• PASSAGE TO READ
______________________________

On Fri, Aug 20, 1999 at 12:15:41AM -0700, Roeland M.J. Meyer wrote:
> > I do
> > believe that the tender should be re-bid on a periodic period
> > (much like
> > what should happen with com/net/org which was a 5 year
> > contract, despite
> > NSI claiming the contrary).
> 
> I've said it before and I'll keep saying it. There ain't nobody that's
> going to run a business with a five-year guaranteed out-of-business
> limit.

This happens *all the time*.  The management of the food services
contract at LLNL is rebid every 5 years.  The management of the
National Labs is rebid every 5 years -- Sandia, across the street, is
run by Lockheed-Martin; Livermore and Los Alamos are run by UC.  All
the myriad of services that can be outsourced, including payroll,
janitorial, protective service, etc, commonly rebid on a periodic
basis.  Computer services are done this way -- the management of NAS,
the NASA super computer facility, is rebid every few years.  Computer
Sciences Corporation has as its core business managing computer
centers.  Dunn&Bradstreet was interested in running the CORE
registry, but their bid was too high.  This is one of the things that
makes outsourcing so popular these days...and it makes the service 
industries highly competitive.  Precisely what we want in the 
registry business -- far more effective competition than giving 
perpetual small monopolies to people...

______________________________

• SOURCE DATA
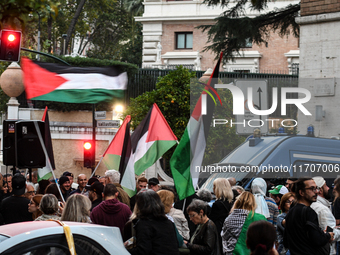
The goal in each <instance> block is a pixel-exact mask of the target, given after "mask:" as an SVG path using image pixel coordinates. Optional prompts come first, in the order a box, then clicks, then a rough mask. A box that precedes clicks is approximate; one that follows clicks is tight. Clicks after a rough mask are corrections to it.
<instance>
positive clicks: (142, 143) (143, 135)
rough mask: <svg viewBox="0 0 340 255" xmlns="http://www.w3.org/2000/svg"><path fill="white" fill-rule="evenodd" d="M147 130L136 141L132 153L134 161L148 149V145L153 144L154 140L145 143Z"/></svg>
mask: <svg viewBox="0 0 340 255" xmlns="http://www.w3.org/2000/svg"><path fill="white" fill-rule="evenodd" d="M148 133H149V131H148V132H146V133H145V134H144V135H143V136H142V137H141V138H140V139H139V141H138V144H137V148H136V151H135V154H134V158H135V162H137V161H138V160H140V159H141V158H142V157H144V155H145V154H146V152H147V151H148V150H149V149H150V147H151V146H152V145H153V143H154V141H152V142H149V143H147V142H146V139H147V138H148Z"/></svg>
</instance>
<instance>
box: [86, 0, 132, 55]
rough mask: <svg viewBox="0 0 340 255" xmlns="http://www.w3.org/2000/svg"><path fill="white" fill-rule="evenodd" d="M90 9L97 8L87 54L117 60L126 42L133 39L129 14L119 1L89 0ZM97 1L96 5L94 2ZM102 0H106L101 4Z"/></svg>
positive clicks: (103, 1)
mask: <svg viewBox="0 0 340 255" xmlns="http://www.w3.org/2000/svg"><path fill="white" fill-rule="evenodd" d="M90 2H91V9H98V10H99V11H98V14H97V17H96V18H95V19H94V20H93V24H92V32H91V34H90V36H89V40H90V42H91V48H90V49H89V51H88V53H87V55H88V56H89V57H95V58H99V59H116V60H119V59H120V57H121V52H122V50H123V49H124V48H126V43H127V42H129V41H130V40H133V38H134V35H135V31H133V30H132V24H133V22H134V21H133V20H132V17H131V14H130V13H128V12H127V11H126V10H125V9H124V7H123V3H122V0H120V1H102V2H97V1H89V3H90ZM96 2H97V5H94V3H96ZM103 2H107V4H106V5H104V6H103Z"/></svg>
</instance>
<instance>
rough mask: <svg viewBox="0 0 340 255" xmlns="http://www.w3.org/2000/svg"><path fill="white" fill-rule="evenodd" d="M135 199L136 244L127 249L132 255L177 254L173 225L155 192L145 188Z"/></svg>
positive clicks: (159, 198)
mask: <svg viewBox="0 0 340 255" xmlns="http://www.w3.org/2000/svg"><path fill="white" fill-rule="evenodd" d="M136 201H137V203H136V205H137V210H136V219H135V220H134V221H133V222H134V223H135V225H134V228H135V231H136V246H135V247H134V248H132V249H129V250H128V251H129V252H130V253H131V254H133V255H148V254H150V255H151V254H152V255H179V251H178V243H177V237H176V230H175V225H174V224H173V223H172V222H171V221H170V220H169V219H168V218H167V217H166V216H165V212H164V205H163V204H162V202H161V199H160V197H159V196H158V195H157V193H156V192H154V191H153V190H151V189H148V190H145V191H144V192H140V193H138V195H137V199H136ZM135 221H136V222H135ZM125 245H126V243H125Z"/></svg>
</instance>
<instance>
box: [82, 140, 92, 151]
mask: <svg viewBox="0 0 340 255" xmlns="http://www.w3.org/2000/svg"><path fill="white" fill-rule="evenodd" d="M91 147H92V144H91V143H90V142H85V143H84V149H85V150H90V149H91Z"/></svg>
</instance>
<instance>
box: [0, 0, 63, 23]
mask: <svg viewBox="0 0 340 255" xmlns="http://www.w3.org/2000/svg"><path fill="white" fill-rule="evenodd" d="M46 6H49V8H50V9H51V10H53V12H55V13H57V12H58V2H57V1H56V0H45V1H41V0H1V1H0V26H1V27H0V28H4V27H11V28H13V29H19V28H22V27H24V26H25V25H26V23H27V20H28V18H29V17H28V15H29V14H31V13H32V12H39V11H41V10H45V9H46Z"/></svg>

______________________________

• TASKS TO PERFORM
(A) Revise the email on rebidding contracts, starting at "On Fri, Aug" and ending at "claiming the contrary).", with "tender" changed to "bid".
(B) In the email on rebidding contracts, which company runs Sandia?
Rely only on the text when answering.

• EXERCISE RESULTS
(A)
On Fri, Aug 20, 1999 at 12:15:41AM -0700, Roeland M.J. Meyer wrote:
> > I do
> > believe that the bid should be re-bid on a periodic period
> > (much like
> > what should happen with com/net/org which was a 5 year
> > contract, despite
> > NSI claiming the contrary).

(B) Lockheed-Martin